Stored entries

- Opening Delimiter -

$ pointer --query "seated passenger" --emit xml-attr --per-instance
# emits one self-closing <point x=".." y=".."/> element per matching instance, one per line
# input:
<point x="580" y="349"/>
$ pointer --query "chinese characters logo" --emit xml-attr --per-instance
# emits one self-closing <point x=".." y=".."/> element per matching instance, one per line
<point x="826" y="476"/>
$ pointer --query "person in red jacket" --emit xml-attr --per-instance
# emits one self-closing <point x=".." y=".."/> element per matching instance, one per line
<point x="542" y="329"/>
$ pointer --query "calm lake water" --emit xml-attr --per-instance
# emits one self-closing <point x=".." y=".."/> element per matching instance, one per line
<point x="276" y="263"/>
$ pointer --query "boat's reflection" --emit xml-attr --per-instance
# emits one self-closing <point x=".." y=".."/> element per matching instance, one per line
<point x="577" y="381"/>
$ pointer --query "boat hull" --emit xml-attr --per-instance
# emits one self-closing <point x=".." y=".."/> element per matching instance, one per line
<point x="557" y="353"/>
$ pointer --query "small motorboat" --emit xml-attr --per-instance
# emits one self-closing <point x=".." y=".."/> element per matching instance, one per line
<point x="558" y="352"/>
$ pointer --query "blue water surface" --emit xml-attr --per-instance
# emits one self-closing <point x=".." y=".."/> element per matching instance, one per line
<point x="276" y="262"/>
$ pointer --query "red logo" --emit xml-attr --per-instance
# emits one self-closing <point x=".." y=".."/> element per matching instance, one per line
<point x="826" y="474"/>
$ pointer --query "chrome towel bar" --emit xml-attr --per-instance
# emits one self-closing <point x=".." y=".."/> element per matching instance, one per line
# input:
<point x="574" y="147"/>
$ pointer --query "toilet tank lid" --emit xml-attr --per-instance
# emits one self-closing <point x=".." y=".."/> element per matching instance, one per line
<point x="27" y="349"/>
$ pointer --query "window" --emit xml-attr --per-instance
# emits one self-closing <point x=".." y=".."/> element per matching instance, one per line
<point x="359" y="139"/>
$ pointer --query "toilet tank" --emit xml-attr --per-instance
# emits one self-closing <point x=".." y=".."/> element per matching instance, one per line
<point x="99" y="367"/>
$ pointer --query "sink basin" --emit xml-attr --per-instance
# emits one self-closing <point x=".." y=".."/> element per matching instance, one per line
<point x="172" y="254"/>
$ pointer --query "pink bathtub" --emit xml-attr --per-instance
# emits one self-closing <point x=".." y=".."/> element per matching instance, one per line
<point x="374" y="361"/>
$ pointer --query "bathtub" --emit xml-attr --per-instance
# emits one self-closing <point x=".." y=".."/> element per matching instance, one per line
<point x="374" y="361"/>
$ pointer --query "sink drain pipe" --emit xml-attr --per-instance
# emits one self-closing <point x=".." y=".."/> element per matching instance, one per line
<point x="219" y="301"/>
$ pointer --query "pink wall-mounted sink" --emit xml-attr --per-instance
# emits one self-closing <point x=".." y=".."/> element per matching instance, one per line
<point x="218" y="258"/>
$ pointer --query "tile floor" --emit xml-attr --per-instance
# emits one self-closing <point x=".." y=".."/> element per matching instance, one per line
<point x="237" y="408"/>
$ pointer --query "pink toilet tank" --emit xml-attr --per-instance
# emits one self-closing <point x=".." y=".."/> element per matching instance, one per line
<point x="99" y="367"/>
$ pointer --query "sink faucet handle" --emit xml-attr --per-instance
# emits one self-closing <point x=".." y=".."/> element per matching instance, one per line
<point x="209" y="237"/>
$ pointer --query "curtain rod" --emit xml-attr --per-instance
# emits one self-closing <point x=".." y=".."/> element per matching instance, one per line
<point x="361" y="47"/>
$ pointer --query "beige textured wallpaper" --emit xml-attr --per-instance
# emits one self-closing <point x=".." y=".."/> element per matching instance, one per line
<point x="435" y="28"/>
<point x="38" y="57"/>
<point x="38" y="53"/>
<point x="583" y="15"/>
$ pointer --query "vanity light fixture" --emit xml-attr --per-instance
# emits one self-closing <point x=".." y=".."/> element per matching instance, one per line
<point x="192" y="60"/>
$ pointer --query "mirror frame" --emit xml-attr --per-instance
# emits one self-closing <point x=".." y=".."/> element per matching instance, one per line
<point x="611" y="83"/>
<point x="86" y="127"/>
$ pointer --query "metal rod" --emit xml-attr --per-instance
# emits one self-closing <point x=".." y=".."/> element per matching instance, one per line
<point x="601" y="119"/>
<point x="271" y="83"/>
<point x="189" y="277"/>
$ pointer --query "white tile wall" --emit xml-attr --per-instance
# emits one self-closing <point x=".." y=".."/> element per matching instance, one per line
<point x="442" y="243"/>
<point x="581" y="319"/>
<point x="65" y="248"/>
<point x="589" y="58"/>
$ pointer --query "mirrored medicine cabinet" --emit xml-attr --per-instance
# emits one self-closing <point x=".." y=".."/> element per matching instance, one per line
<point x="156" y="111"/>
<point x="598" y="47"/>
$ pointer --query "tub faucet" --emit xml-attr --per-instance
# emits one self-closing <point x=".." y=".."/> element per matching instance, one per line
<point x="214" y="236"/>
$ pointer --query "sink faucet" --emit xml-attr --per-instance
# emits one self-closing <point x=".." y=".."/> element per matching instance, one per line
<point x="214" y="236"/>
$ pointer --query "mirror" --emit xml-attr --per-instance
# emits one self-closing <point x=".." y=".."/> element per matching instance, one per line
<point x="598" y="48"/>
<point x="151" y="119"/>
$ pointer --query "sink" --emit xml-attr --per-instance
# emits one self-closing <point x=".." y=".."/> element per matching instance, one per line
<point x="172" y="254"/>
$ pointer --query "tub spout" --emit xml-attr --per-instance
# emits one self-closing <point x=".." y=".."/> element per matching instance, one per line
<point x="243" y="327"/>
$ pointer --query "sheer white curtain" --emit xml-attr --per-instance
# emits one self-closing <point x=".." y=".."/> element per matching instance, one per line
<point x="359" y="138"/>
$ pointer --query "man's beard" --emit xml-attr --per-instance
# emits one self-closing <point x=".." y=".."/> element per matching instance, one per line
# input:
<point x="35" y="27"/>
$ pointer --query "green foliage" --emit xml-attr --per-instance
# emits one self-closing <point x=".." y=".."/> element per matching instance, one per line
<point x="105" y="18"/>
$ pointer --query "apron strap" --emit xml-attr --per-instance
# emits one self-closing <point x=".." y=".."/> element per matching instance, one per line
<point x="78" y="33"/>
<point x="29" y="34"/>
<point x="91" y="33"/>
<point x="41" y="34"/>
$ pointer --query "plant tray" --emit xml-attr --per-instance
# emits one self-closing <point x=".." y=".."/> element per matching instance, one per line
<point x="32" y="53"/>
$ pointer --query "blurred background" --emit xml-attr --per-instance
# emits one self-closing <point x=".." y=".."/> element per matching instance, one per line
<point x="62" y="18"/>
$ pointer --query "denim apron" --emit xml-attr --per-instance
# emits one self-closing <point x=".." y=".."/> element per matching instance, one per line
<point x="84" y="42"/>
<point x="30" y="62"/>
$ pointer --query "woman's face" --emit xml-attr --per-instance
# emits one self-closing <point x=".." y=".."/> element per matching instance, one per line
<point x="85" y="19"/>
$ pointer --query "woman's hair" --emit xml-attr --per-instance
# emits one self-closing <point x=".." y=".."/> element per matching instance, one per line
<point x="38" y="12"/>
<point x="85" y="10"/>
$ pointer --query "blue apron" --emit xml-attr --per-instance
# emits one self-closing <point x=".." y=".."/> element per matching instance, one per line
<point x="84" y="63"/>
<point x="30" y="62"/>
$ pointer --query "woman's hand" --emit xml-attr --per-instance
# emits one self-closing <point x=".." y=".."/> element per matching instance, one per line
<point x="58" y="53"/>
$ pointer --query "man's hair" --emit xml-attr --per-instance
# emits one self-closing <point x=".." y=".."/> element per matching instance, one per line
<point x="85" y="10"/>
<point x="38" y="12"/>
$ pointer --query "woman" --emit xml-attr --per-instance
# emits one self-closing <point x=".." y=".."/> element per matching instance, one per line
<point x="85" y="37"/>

- Closing Delimiter -

Track down every line in the entries that includes the string "faucet", and copy it.

$ pointer --query "sink faucet handle" --emit xml-attr --per-instance
$ pointer --query "tub faucet" --emit xml-attr --per-instance
$ pointer --query "sink faucet" --emit xml-attr --per-instance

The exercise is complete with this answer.